*Request 1*. Please pull out every line of the records below that contains the string "provide".

# Document segment start

# More even fertilizer distribution



## gijoe4500 (Mar 17, 2017)

That greens grade milo thread had me thinking....

If I were to use a fertilizer that is 50-0-0, it would be 2 lbs per 1k. If I were to use a 5-0-0, it would be 20 lbs per 1k for the same nitrogen. Everyone knows that...

But it made me think.... Would i get better/more even coverage by using the 20 lbs of 5-0-0 vs the 50-0-0? Does it really matter? Or once it leaches into the soil, does it all kind of spread out good enough, where it doesn't matter one way or the other?


----------



## Movingshrub (Jun 12, 2017)

Allegedly, nitrogen is mobile in the soil. I think you'll probably get a better value, monetarily, using the something like an ammonium sulfate or a urea, than something with a low level of nitrogen per pound.


----------



## gijoe4500 (Mar 17, 2017)

Movingshrub said:


> Allegedly, nitrogen is mobile in the soil. I think you'll probably get a better value, monetarily, using the something like an ammonium sulfate or a urea, than something with a low level of nitrogen per pound.


Oh for sure. This was more of a curiosity question. I'll always go with the best dollar value, over trying to get perfectly even coverage.


----------



## Movingshrub (Jun 12, 2017)

I've done that very approach of watering down when it came to spraying pre-em herbicides so I could minimize what was left in my sprayer and to encourage good coverage since I made quite a few passes with the sprayer, but for fertilizer I used whatever was best value. I had applied about 600lb of ammonium sulfate to my yard/15 applications of 1LB of N. It would've been 2400lb of 8-8-8 at a cost of $600 or 600lb of 34-0-0 at a cost of$200.


----------



## gijoe4500 (Mar 17, 2017)

I'd definitely go with the cheaper in your case! I've got less than 2k sq/ft, but it does add up. Although, no where near as fast!


----------



## Mightyquinn (Jan 31, 2017)

Movingshrub said:


> I've done that very approach of watering down when it came to spraying pre-em herbicides so I could minimize what was left in my sprayer and to encourage good coverage since I made quite a few passes with the sprayer, but for fertilizer I used whatever was best value. I had applied about 600lb of ammonium sulfate to my yard/15 applications of 1LB of N. It would've been 2400lb of 8-8-8 at a cost of $600 or 600lb of 34-0-0 at a cost of$200.

# Document segment end

*Request 2*. Sum up the fertilizer thread above in two sentences.

# Entries start

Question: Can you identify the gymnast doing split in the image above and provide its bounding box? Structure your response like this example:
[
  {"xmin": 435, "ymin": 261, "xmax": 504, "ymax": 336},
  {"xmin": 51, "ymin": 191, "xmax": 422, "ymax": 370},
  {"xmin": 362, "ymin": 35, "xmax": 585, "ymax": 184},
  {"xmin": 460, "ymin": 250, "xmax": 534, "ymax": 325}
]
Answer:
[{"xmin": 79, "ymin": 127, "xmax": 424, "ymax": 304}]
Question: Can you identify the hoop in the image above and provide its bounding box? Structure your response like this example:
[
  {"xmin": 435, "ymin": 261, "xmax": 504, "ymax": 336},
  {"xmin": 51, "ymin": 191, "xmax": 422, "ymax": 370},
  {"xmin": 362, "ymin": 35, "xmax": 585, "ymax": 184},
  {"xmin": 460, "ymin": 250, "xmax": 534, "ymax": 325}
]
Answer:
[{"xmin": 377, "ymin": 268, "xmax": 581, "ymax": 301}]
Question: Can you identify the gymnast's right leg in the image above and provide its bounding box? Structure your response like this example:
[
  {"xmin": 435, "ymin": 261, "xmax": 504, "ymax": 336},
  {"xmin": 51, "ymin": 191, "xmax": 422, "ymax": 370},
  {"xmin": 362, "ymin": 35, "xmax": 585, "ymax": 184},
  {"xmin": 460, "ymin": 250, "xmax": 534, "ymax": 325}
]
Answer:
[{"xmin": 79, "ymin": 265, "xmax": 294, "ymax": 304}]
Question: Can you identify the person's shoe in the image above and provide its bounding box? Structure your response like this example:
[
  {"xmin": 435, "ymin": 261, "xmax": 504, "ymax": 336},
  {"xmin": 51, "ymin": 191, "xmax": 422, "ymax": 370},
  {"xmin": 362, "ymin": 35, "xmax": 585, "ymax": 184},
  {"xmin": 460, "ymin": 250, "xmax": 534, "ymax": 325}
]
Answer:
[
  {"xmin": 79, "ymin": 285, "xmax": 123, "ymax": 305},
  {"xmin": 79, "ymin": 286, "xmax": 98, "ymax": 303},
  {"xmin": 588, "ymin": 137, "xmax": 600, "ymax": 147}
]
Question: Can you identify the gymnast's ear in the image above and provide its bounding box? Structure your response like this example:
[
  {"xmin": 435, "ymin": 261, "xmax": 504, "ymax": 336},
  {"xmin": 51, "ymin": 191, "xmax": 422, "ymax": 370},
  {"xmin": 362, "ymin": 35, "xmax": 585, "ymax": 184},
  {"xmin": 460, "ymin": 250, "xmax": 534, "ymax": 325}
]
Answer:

# Entries end
# Entries start

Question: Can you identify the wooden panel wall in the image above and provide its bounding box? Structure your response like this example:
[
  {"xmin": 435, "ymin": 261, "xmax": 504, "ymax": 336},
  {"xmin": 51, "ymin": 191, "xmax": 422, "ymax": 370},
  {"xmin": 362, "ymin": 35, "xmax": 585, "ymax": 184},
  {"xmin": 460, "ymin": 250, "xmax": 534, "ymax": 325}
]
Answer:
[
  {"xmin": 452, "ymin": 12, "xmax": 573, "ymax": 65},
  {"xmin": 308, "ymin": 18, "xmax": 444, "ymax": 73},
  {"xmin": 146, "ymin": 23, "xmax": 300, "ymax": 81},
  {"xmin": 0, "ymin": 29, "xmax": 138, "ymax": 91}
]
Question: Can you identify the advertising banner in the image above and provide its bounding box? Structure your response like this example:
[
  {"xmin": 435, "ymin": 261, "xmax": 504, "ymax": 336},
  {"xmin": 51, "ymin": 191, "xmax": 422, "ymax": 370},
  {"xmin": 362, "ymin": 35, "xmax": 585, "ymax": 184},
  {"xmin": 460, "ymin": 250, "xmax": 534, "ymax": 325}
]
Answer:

# Entries end

*Full output 1*.
Question: Can you identify the gymnast doing split in the image above and provide its bounding box? Structure your response like this example:
Question: Can you identify the hoop in the image above and provide its bounding box? Structure your response like this example:
Question: Can you identify the gymnast's right leg in the image above and provide its bounding box? Structure your response like this example:
Question: Can you identify the person's shoe in the image above and provide its bounding box? Structure your response like this example:
Question: Can you identify the gymnast's ear in the image above and provide its bounding box? Structure your response like this example:
Question: Can you identify the wooden panel wall in the image above and provide its bounding box? Structure your response like this example:
Question: Can you identify the advertising banner in the image above and provide its bounding box? Structure your response like this example:

*Full output 2*. A forum poster asked whether 20 lbs of a 5-0-0 fertilizer per 1k would give more even coverage than 2 lbs of a 50-0-0 for the same nitrogen, or whether it stops mattering once the nitrogen leaches into the soil. A reply said nitrogen is allegedly mobile in the soil and that ammonium sulfate or urea likely gives better value, comparing 600lb of 34-0-0 at $200 with 2400lb of 8-8-8 at $600, and the original poster agreed to always choose the best dollar value over perfectly even coverage.